[REQUIRED TASK 1]
Summarize the message in two sentences.

[TEXT]
2011/5/2 Saúl Ibarra Corretgé <saghul <at> gmail.com>:
> Lets say we transfer file test.iso from Alice to Bob. Bob will
> acknowledge the reception of every chunk of data just fine. Since I/O
> operations usually take time to complete, we don't send the 200 to a
> SEND when actual bytes are written, but when the chunk is received
> over the network.

It is specified nowhere that received bytes must be written to a file,
or to a DB or whatever, so the protocol can only assert the receipt of
the bytes from the network.

> While the file transfer is in progress the disk becomes full because
> some backup process kicked in and bytes can no longer be written to
> disk. Or, the hard drive is faulty and after assembling all the chunks
> together, the resulting hash differs from the original one. Either
> way, this fail transfer didn't end well even if all chunks were
> correctly sent and received over the wire.

[REQUIRED TASK 2]
Repeat the stretch of the records from the line containing "TARGET: aquatic plant" through the end of the records, renaming "flower" to "blossom" and leaving everything else unchanged.

Records of labeled points
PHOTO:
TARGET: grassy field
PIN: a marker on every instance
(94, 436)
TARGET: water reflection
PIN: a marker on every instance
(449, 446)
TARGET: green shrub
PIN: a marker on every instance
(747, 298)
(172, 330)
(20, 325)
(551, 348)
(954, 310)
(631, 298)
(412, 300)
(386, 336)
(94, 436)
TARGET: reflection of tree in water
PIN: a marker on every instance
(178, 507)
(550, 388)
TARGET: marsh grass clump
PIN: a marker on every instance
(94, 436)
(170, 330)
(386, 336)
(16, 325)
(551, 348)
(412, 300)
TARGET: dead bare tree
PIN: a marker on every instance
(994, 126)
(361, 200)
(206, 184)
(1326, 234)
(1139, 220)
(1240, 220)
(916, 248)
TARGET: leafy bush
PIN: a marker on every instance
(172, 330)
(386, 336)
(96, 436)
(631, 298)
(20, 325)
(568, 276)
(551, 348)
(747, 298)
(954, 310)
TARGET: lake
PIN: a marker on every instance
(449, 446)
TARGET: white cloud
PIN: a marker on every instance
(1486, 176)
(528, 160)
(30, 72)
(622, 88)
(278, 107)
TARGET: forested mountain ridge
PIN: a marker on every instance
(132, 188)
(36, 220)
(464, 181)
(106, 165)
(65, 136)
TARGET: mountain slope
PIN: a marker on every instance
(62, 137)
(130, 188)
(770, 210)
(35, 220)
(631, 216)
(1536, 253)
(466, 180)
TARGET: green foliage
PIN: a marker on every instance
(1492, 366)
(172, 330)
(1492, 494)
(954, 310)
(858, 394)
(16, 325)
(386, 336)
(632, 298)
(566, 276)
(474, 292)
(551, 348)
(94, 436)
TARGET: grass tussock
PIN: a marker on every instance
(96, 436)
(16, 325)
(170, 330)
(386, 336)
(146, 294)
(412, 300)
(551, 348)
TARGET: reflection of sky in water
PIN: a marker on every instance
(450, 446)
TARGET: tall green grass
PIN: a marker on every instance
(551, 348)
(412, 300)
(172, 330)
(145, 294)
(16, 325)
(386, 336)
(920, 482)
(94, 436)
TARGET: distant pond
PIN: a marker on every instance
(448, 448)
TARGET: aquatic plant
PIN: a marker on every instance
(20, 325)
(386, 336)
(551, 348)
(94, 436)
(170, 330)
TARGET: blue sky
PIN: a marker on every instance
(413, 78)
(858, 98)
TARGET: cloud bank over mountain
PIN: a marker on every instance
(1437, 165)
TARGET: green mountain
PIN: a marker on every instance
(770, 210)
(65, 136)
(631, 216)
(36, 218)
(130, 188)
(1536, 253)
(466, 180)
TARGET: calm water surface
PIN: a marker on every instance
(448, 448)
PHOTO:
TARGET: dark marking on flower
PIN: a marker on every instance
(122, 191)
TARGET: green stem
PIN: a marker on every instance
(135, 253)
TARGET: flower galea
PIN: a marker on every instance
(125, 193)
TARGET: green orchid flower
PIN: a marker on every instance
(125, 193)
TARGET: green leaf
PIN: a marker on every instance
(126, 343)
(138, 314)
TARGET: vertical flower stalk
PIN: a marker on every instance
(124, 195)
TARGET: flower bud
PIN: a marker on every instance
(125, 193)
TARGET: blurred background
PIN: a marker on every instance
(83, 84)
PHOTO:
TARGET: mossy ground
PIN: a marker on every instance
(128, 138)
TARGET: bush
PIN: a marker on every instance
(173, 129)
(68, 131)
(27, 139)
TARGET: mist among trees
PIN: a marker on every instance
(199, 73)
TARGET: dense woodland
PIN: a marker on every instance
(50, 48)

[RIGHT ANSWER 1]
In the quoted scenario, a file is transferred from Alice to Bob, and each chunk is acknowledged with a 200 when it is received over the network rather than when its bytes are written. A full disk or a faulty drive can therefore make the transfer fail even though every chunk was correctly sent and received, and the reply states that nothing specifies received bytes must be written anywhere, so the protocol can only assert their receipt from the network.

[RIGHT ANSWER 2]
TARGET: aquatic plant
PIN: a marker on every instance
(20, 325)
(386, 336)
(551, 348)
(94, 436)
(170, 330)
TARGET: blue sky
PIN: a marker on every instance
(413, 78)
(858, 98)
TARGET: cloud bank over mountain
PIN: a marker on every instance
(1437, 165)
TARGET: green mountain
PIN: a marker on every instance
(770, 210)
(65, 136)
(631, 216)
(36, 218)
(130, 188)
(1536, 253)
(466, 180)
TARGET: calm water surface
PIN: a marker on every instance
(448, 448)
PHOTO:
TARGET: dark marking on blossom
PIN: a marker on every instance
(122, 191)
TARGET: green stem
PIN: a marker on every instance
(135, 253)
TARGET: blossom galea
PIN: a marker on every instance
(125, 193)
TARGET: green orchid blossom
PIN: a marker on every instance
(125, 193)
TARGET: green leaf
PIN: a marker on every instance
(126, 343)
(138, 314)
TARGET: vertical blossom stalk
PIN: a marker on every instance
(124, 195)
TARGET: blossom bud
PIN: a marker on every instance
(125, 193)
TARGET: blurred background
PIN: a marker on every instance
(83, 84)
PHOTO:
TARGET: mossy ground
PIN: a marker on every instance
(128, 138)
TARGET: bush
PIN: a marker on every instance
(173, 129)
(68, 131)
(27, 139)
TARGET: mist among trees
PIN: a marker on every instance
(199, 73)
TARGET: dense woodland
PIN: a marker on every instance
(50, 48)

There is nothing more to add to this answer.